### AUFGABEN
1. Zähle alle Medien auf, deren Online-Ausgaben im Text über den Atomsprengkopf W76-2 namentlich genannt werden.
2. Führe den Text über den Atomsprengkopf W76-2 im Anschluss an seinen letzten Satz weiter.

Dass hiesige Leit- und Qualitätsmedien die deutsche Öffentlichkeit nicht durch Berichterstattung beunruhigen, wenn „hinten, weit, in der Türkei“ Besorgniserregendes geschieht, muss man immer wieder zur Kenntnis nehmen. So auch dieser Tage.
Am 4. Februar hat das Pentagon in einer Pressemitteilung bestätigt, dass die USA den niedrigkalibrigen Atomsprengkopf W76-2 auf U-Boot-gestützten ballistischen Raketen (SLBM) in Dienst gestellt haben. Mit Stand vom Vormittag des 11. Februar, als dieser Beitrag verfasst wurde, war das den Online-Ausgaben von ARD, Spiegel, Zeit, FAZ, Süddeutscher & Co. keine Meldung wert.
Eine Reaktion des russischen Außenministeriums allerdings erfolgte prompt, schon am 5. Februar: „Die Stationierung von Atomwaffen mit geringer Sprengkraft […] zeigt, dass die Vereinigten Staaten […] die nukleare Schwelle senken und annehmen, einen begrenzten Atomkrieg führen und […] gewinnen zu können“. Und Scott Ritter – ehemals als Offizier für Aufklärung der US-Marineinfanterie in die Überprüfung der Umsetzung des INF-Vertrages involviert und von 1991 bis 1998 Waffen-Chefinspekteur der UNO in Irak – warnt, dass diese neuen taktischen Kernwaffen „zur globalen Vernichtung einladen – weil ihre verminderte, aus technischer Sicht in der Tat ‚kontrollierte‘ Sprengkraft prinzipiell die Hemmschwelle zum Einsatz von Nuklearwaffen aufseiten der USA schwächt“.

### ANGEZEIGTE DATEN
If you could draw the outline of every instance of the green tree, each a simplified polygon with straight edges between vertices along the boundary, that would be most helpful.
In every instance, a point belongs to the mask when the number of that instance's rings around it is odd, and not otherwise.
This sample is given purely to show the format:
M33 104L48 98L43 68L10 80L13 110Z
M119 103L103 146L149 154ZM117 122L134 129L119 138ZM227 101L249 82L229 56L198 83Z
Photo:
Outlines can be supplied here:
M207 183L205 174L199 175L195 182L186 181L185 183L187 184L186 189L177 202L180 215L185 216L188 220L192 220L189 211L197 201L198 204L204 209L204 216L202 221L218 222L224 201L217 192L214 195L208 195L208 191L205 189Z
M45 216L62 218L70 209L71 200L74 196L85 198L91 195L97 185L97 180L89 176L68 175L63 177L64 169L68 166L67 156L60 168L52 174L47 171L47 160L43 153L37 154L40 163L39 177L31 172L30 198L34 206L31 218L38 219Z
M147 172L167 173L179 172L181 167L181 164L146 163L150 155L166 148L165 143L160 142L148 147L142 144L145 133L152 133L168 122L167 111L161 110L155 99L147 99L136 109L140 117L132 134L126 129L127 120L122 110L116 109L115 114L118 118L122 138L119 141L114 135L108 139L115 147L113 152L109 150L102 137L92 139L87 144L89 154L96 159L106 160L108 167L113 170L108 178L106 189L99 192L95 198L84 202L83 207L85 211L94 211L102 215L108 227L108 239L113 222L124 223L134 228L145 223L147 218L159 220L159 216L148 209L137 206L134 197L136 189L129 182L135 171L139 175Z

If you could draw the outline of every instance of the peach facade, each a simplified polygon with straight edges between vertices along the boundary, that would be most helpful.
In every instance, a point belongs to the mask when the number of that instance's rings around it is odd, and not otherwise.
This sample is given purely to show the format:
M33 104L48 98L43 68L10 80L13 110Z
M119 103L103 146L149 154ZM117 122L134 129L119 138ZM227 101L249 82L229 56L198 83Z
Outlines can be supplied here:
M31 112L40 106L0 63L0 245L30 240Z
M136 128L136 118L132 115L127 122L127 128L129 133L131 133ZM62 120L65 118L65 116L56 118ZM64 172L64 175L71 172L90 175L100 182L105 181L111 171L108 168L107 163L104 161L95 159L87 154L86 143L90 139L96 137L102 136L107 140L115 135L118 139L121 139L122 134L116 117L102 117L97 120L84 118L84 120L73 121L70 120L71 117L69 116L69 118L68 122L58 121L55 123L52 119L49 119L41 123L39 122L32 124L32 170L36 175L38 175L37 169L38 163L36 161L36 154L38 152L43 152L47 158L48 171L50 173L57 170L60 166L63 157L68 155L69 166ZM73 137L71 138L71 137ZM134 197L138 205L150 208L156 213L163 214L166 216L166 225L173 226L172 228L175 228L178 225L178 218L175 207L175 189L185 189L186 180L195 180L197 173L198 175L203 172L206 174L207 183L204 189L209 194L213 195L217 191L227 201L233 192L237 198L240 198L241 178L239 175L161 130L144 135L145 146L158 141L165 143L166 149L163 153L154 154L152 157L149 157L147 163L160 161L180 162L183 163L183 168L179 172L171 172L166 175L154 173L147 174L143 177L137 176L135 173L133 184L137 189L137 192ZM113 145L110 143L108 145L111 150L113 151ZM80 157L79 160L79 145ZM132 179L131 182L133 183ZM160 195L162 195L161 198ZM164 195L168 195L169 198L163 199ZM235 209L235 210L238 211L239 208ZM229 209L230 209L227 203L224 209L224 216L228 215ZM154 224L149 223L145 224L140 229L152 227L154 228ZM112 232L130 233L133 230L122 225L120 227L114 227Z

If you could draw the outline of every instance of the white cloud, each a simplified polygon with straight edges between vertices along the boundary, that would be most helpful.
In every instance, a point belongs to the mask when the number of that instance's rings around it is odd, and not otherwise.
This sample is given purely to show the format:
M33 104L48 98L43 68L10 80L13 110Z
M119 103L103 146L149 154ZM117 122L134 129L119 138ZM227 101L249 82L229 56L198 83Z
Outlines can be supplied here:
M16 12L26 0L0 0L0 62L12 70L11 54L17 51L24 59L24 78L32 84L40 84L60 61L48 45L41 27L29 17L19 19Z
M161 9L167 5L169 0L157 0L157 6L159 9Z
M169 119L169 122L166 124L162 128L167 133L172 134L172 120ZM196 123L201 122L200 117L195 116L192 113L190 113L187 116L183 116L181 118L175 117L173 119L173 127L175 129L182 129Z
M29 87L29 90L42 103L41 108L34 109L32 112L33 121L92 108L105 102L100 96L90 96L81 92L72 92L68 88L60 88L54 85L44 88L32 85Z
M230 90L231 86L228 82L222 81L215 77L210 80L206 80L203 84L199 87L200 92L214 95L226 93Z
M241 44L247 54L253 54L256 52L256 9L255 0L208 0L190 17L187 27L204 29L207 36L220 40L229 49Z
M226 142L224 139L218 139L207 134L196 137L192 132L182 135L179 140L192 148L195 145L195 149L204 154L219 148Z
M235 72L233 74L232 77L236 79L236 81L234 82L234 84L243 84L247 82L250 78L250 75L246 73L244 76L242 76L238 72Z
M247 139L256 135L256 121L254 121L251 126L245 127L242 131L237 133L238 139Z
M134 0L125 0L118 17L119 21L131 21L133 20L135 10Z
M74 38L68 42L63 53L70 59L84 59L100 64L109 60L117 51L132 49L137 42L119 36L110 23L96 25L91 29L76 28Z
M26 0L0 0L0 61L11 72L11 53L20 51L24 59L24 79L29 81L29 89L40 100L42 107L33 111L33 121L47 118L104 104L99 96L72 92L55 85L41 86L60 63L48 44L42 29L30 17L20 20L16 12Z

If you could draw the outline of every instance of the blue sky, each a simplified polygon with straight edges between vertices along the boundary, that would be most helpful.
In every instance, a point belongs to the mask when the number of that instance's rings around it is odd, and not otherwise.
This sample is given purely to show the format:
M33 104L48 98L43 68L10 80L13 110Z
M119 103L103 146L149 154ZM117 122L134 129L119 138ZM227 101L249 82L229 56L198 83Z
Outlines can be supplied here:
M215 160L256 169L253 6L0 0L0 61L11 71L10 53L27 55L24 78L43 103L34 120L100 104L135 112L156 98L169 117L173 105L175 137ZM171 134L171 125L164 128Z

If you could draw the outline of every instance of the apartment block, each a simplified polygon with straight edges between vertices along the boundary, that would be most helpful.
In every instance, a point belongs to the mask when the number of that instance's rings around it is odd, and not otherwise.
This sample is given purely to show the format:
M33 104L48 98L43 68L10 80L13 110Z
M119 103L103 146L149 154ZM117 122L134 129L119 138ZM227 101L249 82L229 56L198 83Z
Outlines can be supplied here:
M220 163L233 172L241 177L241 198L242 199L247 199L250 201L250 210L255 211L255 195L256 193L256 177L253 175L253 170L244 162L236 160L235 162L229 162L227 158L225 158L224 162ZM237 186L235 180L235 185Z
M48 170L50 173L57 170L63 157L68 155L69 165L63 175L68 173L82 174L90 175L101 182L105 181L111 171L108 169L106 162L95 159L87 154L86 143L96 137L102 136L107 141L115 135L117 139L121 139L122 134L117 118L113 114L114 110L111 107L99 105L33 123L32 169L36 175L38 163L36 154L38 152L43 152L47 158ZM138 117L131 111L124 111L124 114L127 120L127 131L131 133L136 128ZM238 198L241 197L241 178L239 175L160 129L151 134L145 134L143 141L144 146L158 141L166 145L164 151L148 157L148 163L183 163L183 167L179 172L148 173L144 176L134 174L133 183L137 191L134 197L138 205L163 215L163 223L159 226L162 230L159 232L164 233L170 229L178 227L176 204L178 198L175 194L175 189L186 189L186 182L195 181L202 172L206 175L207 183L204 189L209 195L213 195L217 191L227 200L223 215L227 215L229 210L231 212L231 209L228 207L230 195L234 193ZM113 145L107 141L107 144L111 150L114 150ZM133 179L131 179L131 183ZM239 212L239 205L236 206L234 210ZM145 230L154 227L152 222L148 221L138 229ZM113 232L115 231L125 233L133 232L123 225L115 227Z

### LÖSUNGEN
1. ARD, Spiegel, Zeit, FAZ, Süddeutscher

2.
Träger des W76-2-Sprengkopfes sind SLBM vom Typ Trident II, die mit bis zu 11.300 Kilometern Reichweite als strategische Nuklearsysteme gelten und als solche den Limits des New-Start-Abkommens mit Russland unterliegen. Diese Raketen können bis zu acht Sprengköpfe aufnehmen und sind üblicherweise mit thermonuklearen Köpfen der Typen W76-1 (Sprengkraft: 90 Kilotonnen TNT) und W88 (475 Kilotonnen) armiert. Der neue Kopf hat demgegenüber eine Sprengkraft von geschätzt lediglich fünf Kilotonnen, was zwar nur etwa ein Drittel der Stärke der Hiroshima-Bombe darstellt, aber immer noch 450 mal mehr ist als bei der stärksten konventionellen Waffe im Arsenal der USA.
W76-2 ist eine Modifizierung von W76-1: Indem die Kernfusionskomponente des letztgenannten Modells entfernt wurde, besteht die neue Waffe praktisch nur mehr aus dem Kernspaltungszünder (auf Plutoniumbasis) der Vorgängervariante. W76-2 gilt mit seiner Detonationskraft als sogenannte Mini-Nuke, als „lediglich“ taktische Kernwaffe.
Bereits im Dezember 2019 ist nach einem Bericht der Experten William Arkin und Hans Kristensen von der Federation oft American Scientists als erstes teilumgerüstetes Träger-U-Boot die „USS Tennessee“ (SSBN-734) von der Kings Bay Submarine Base im Bundesstaat Georgia in See gestochen. Arkin und Kristensen schätzen, „dass eine oder zwei der 20 Raketen auf der USS Tennessee und den nachfolgenden U-Booten mit dem W76-2 bewaffnet sein werden, entweder einzeln oder mit mehreren Sprengköpfen“ und dass „etwa 50 W76-2-Gefechtsköpfe produziert worden sind“.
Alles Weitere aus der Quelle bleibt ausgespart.